* [WHAT TO WORK ON]
1) In the diagnosis and prescription excerpt, what drug does the writer want to switch to from Adderall?
2) Write out the part of the diagnosis and prescription excerpt starting at "My diagnoses are" and ending at "ADHD symptoms well.".
3) List every diagnosis in the diagnosis and prescription excerpt, each with its code.

* [EXCERPT PROVIDED]
********

My diagnoses are as follows:
314.01 Attention-Deficit/Hyperactivity Disorder, Combined Type, 296.89 Bipolar II Disorder, 296.31 Major Depressive Disorder, Recurrent, Mild, 300.02 Generalized Anxiety Disorder
I am prescribed the following:
#90 amphetamine salts 10mg. PO, two tablets QAM, 1 tablet QPM for 314.01
#30 lamotrigine 200mg. PO QD for 296.89
#60 lamotrigine 25mg. PO QD for 296.89
#60 clonazepam 0.5mg. PO PRN QD for 300.02
The clonazepam has made me feel more normal than any other drug except, perhaps, the previously prescribed pregabalin. With the 250mg. daily dosage of lamotrigine, I do not notice many chaotic mood swings, and it has been very effective. I want to switch my current Adderall to Dexedrine, but for the most part it manages my ADHD symptoms well.

********

* [EXERCISE DATA]
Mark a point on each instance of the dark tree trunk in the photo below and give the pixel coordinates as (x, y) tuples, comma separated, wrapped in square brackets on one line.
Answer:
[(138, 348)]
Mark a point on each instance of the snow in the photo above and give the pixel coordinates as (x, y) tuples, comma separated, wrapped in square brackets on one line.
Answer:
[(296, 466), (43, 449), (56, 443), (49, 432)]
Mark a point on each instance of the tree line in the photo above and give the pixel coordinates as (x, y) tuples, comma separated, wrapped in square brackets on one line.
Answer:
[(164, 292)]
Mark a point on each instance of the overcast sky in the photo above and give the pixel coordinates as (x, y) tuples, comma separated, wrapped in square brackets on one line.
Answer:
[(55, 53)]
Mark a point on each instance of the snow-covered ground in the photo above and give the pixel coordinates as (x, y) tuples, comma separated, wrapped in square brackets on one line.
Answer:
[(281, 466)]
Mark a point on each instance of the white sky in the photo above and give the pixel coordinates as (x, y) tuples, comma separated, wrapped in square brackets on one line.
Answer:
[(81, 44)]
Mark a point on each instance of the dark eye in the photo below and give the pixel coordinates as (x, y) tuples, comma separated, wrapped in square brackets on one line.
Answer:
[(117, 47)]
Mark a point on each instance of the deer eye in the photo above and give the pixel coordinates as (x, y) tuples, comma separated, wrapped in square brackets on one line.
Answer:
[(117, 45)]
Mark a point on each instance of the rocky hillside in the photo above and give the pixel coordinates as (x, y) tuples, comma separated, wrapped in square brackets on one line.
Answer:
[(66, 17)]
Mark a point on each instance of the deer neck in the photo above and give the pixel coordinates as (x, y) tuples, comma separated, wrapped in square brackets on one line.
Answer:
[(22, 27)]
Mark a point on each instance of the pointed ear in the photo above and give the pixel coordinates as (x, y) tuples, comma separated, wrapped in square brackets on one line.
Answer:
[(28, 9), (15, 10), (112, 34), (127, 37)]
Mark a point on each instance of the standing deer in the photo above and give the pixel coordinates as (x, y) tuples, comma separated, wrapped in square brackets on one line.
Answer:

********

* [ACTIVITY ANSWERS]
1) Dexedrine

2)
My diagnoses are as follows:
314.01 Attention-Deficit/Hyperactivity Disorder, Combined Type, 296.89 Bipolar II Disorder, 296.31 Major Depressive Disorder, Recurrent, Mild, 300.02 Generalized Anxiety Disorder
I am prescribed the following:
#90 amphetamine salts 10mg. PO, two tablets QAM, 1 tablet QPM for 314.01
#30 lamotrigine 200mg. PO QD for 296.89
#60 lamotrigine 25mg. PO QD for 296.89
#60 clonazepam 0.5mg. PO PRN QD for 300.02
The clonazepam has made me feel more normal than any other drug except, perhaps, the previously prescribed pregabalin. With the 250mg. daily dosage of lamotrigine, I do not notice many chaotic mood swings, and it has been very effective. I want to switch my current Adderall to Dexedrine, but for the most part it manages my ADHD symptoms well.

3)
- 314.01 Attention-Deficit/Hyperactivity Disorder, Combined Type
- 296.89 Bipolar II Disorder
- 296.31 Major Depressive Disorder, Recurrent, Mild
- 300.02 Generalized Anxiety Disorder